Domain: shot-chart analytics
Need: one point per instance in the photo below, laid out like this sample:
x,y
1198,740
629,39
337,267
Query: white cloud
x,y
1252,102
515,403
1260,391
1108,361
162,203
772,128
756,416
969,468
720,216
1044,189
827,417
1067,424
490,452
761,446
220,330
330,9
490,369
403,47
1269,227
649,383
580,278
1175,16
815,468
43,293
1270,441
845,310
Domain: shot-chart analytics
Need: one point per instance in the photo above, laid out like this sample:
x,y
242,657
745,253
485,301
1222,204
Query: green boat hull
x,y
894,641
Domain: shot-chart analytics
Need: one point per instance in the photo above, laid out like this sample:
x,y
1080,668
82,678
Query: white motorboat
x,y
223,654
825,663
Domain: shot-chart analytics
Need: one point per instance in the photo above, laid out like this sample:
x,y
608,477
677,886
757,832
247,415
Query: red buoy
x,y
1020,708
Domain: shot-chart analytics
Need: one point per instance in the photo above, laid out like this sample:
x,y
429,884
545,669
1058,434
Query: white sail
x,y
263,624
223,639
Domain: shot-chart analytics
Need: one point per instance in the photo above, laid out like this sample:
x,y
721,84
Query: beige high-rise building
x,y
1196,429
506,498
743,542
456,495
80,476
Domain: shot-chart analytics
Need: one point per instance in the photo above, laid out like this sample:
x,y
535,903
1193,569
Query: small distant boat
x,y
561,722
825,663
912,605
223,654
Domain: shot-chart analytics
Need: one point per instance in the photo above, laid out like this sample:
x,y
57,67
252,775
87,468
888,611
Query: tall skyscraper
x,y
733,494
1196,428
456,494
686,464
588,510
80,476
===
» **WHAT NEEDS TO BE DONE**: Output the material above exactly. Omit nothing.

» **COMPLETED TASK**:
Domain: shot-chart analytics
Need: one point per instance in the photo below, laid out like this sample:
x,y
1198,740
629,39
337,267
Query: white cloud
x,y
1252,102
515,403
1260,391
1108,361
162,203
772,128
756,416
969,468
720,216
1044,189
827,417
1067,424
490,452
761,446
220,330
330,9
490,369
403,47
1269,227
649,383
580,278
1175,16
815,468
43,293
1270,441
845,310
Domain: shot-chart analytics
Need: one point per instance in the photo above, laid out like this sample:
x,y
242,657
745,253
485,301
1222,204
Query: green boat hull
x,y
894,641
Domain: shot-chart analytics
Need: one point per instance in the photo above, laid out like this sample:
x,y
1080,668
82,678
Query: white motorboat
x,y
223,654
825,663
Domain: shot-chart analytics
Need: one point per instance in the photo above, laid out like this sample:
x,y
608,477
677,886
757,832
247,415
Query: red buoy
x,y
1020,708
Domain: shot-chart analytics
Need: one point per instance in the photo above, laid out like this sample:
x,y
429,884
545,669
1058,434
Query: white sail
x,y
263,624
223,639
Domain: shot-chart analytics
Need: one point per instance in the photo above, laid out like this sample:
x,y
721,84
Query: beige high-rise building
x,y
1196,429
506,498
743,542
456,495
80,476
Domain: shot-chart analytics
Need: one point per instance in the photo above, laid out like this sample:
x,y
535,903
1193,569
Query: small distant boat
x,y
561,722
825,663
912,605
223,654
Domain: shot-chart analytics
Need: one point per instance in the photo above, laid out like this sample:
x,y
57,67
252,775
87,468
888,611
Query: tall skyscraper
x,y
733,494
1196,428
456,494
686,464
588,510
80,476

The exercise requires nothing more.